» Description of the task: Once you have read the records below, print them again exactly as they stand.

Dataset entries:

----------

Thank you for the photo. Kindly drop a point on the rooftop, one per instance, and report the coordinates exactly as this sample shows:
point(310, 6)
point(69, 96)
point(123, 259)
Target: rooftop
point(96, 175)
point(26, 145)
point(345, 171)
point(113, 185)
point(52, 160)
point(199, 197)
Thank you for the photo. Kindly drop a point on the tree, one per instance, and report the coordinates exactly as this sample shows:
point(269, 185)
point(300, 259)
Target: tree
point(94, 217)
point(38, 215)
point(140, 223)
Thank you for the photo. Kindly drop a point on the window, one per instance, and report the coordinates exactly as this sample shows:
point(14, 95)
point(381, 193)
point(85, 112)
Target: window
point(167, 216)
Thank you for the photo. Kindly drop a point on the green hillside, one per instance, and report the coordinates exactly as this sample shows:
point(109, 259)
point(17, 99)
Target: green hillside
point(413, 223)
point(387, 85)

----------

» Exercise response:
Thank you for the photo. Kindly drop a point on the rooftop, one per instance, and report the coordinates exactly as this sample shows:
point(310, 6)
point(69, 96)
point(123, 259)
Target: rooftop
point(96, 175)
point(26, 145)
point(345, 171)
point(113, 185)
point(52, 160)
point(199, 197)
Thank you for the photo. Kindly drop a point on the tree, one per instance, and report the coordinates exactly as this sample shows:
point(269, 185)
point(300, 259)
Target: tree
point(94, 217)
point(38, 215)
point(140, 223)
Thank you for the photo. Kindly drop a point on the window, one per instance, and report the coordinates exactly as this sample shows:
point(14, 95)
point(381, 193)
point(85, 112)
Target: window
point(167, 216)
Thank you for the photo. Kindly drop a point on the green hillside, one per instance, and report the coordinates exactly as this sample shows:
point(109, 259)
point(17, 99)
Target: green hillside
point(413, 223)
point(387, 85)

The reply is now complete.